Continue the forum discussion of Japanese fighters against the B-29 from the point where it stops.

## [Page]
====================

Both the Ki-84 and the Ki-100 were good aircraft and a match for fighters of the era that the british and americans could throw at them, but were simply not good enough as interceptors. The japanese seemed to have some defieciency when it came to making effective interceptors, in terms of armament (for the most part, though some aircraft were armed with 20mm and 30mm cannon) and armor. They all had good range which equaled loitre time for an interceptor, but they couldbt make enough of them, nor train enough pilots to fly them (they used trainers as kamikaze late in the war, and inexperienced pilots and even experienced ones, not to mention aircraft and fuel were burned off in these suicidal fights for there beliefs). Therefore high flying heavy bombers armed to the teeth with good armor to match, were pretty much out of reach to the JAAF and IJNAF. They were working on several projects near the end of the war, but they wouldnt have the pilots nor the fuel, but produciton was still pretty high in underground facilities, built into sides of the mountains. Just like the germans, they had perfectly good planes, but no pilots, fuel, and in the german case ball bearings to get the damn things up against our aircaft.


----------



## syscom3 (Dec 13, 2005)

Remember that in 1945, the B29's tended to bomb from middle altitudes. The jetstreams over Japan tended to ruin bombing accuracy.


----------



## Nonskimmer (Dec 13, 2005)

Japanese production standards were also next to nil by that point. While they may have had a number of planes, the lack of materials, skilled labour, and the rate of production all took their toll on quality. It was a pretty mixed bag toward the end.


----------



## carpenoctem1689 (Dec 13, 2005)

Yeah your right, but they were making planes near the end of the war, under volcanoes, and production was near decent, but production quality was horrible because no skilled labour and lack of materials. 
Also for the B-29 Superfortress raids being at lower to mid altitudes, they were, but at that time the escort fighters (P-51 mustang, P-38 lightning, and P-47 Thunderbolt) the interceptors, by then starved of pilots that had adequate training, starved of fuel, and starved of quality, much less the needed the quanaty, they posed little threat to a large formation of B-29 bombers with hundreds of escorts. The japanese aircraft with such light armor were shredded by machine-gun fire from both bombers and fighters, and there armament was usually inadeqaute to knock down a bomber in a single pass, and if they were lucky, thats all a japanese pilot would get in the first place. So as much as i like the late war JAAF and IJNAF, i cant say they stood much of a chance against the B-29's.


----------



## Lunatic (Dec 18, 2005)

carpenoctem1689 said:


> Both aircraft mentioned in the initial question were capable in there own respects. The -84 was overall and excellent aircraft, some specialized with two 20mm and two 30mm cannon for interception of bombers, some with two machine guns and two 20mm cannons. Ine the more lightly armed form, the -84 could hold its own against most allied fighters, including the P-51 mustang. It had good vision from the cockpit, good range, manouverable enough, fast enough for sure, good cieling, it was all around good. But then again so was the -100/-61. It depends on more of what you like. If i could fly any of those two, it would be the Ki-100II.

====================

## [Supplied material]
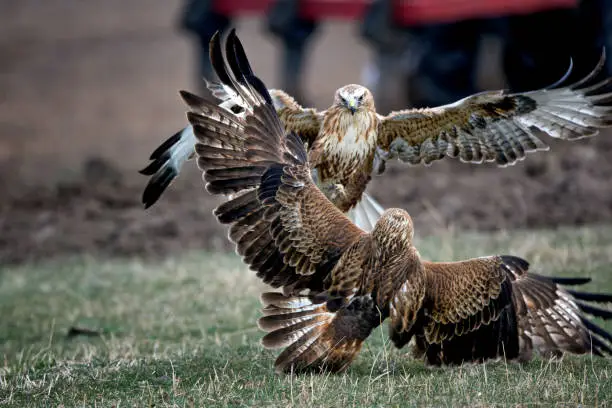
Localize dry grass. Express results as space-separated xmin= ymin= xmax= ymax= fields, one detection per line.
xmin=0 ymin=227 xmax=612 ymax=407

====================

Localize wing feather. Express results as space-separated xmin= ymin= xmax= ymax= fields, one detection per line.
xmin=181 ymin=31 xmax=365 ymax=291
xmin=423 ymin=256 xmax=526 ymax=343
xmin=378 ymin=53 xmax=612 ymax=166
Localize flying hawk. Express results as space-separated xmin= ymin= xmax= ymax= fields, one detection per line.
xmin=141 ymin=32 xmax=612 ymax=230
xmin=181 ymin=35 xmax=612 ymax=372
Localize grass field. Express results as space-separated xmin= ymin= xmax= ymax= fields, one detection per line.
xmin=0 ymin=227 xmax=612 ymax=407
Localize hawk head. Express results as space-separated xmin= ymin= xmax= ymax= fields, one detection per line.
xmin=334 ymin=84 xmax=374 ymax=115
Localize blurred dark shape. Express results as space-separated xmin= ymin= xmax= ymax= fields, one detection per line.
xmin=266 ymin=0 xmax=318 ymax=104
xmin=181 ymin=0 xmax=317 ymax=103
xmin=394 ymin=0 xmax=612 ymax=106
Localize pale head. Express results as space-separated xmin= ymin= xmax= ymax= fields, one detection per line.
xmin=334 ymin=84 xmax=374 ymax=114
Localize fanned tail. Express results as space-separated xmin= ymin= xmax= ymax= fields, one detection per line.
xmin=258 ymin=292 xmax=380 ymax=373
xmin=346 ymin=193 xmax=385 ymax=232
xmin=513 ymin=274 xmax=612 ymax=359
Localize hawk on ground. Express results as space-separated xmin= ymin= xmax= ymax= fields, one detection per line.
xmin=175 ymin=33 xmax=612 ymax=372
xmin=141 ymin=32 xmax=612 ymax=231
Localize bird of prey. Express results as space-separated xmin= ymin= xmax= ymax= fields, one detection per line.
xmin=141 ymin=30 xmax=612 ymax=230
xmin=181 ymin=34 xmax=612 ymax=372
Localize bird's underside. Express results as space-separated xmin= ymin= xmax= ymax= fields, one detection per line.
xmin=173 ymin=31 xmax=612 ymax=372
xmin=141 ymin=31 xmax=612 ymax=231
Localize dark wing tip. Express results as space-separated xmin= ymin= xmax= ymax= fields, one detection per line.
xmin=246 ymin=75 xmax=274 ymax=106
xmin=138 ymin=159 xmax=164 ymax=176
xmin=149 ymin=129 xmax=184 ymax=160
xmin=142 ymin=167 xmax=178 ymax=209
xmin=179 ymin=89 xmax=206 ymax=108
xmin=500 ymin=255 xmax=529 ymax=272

====================

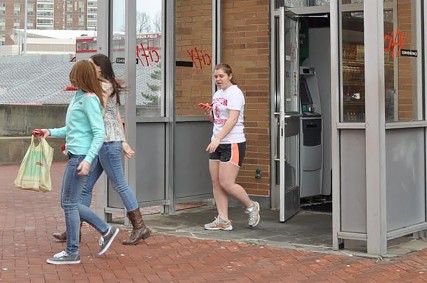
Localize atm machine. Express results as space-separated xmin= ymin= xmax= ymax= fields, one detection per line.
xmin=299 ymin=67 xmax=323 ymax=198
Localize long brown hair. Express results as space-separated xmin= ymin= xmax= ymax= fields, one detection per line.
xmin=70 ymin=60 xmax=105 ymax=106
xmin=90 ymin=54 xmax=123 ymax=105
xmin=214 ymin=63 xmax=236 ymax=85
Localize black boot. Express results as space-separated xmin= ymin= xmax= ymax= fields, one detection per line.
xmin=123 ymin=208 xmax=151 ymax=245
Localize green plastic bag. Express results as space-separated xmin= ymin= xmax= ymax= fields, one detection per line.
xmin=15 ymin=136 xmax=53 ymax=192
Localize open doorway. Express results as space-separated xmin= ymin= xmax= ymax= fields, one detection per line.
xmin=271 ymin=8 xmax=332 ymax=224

====================

## [Task response]
The Ki-84 was probably the best Japanese fighter of WWII. However, there is no evidence that any Ic or IIc models ever flew combat missions. Only about 100 were put into production, and how many were finished is a question mark. It seems most likely that if they did see combat, it would have been against the Soviets during the last few days of the war.

The Ki-84 was only a match for the P-51 if the P-51 pilot let it be. It was significantly slower (40mph) and this is a huge deficit in an e-fight which is the only kind of fight the P-51 should be engaging any Japanese fighter in. The P-47N gobbled Franks for lunch.

The Ki-100 was just not fast enough to be a contender. It was fair to excellent in many catagories, but was far too slow (365 mph IIRC) to win in an E-fight with any late model US fighter except perhaps the Hellcat.

The best Japanese fighter of WWII was probably the Frank Ib (Ki-84-Ib - 4 x Ho-5 20mm cannon), followed by the George (N1J-2 - 4 x Type 99-II 20mm cannon). Both were excellent designs, both however lacked a sufficiently powerful/reliable engine.

=S=

Lunatic


----------



## DerAdlerIstGelandet (Dec 18, 2005)

I personally go for the Frank.


----------



## Lunatic (Dec 18, 2005)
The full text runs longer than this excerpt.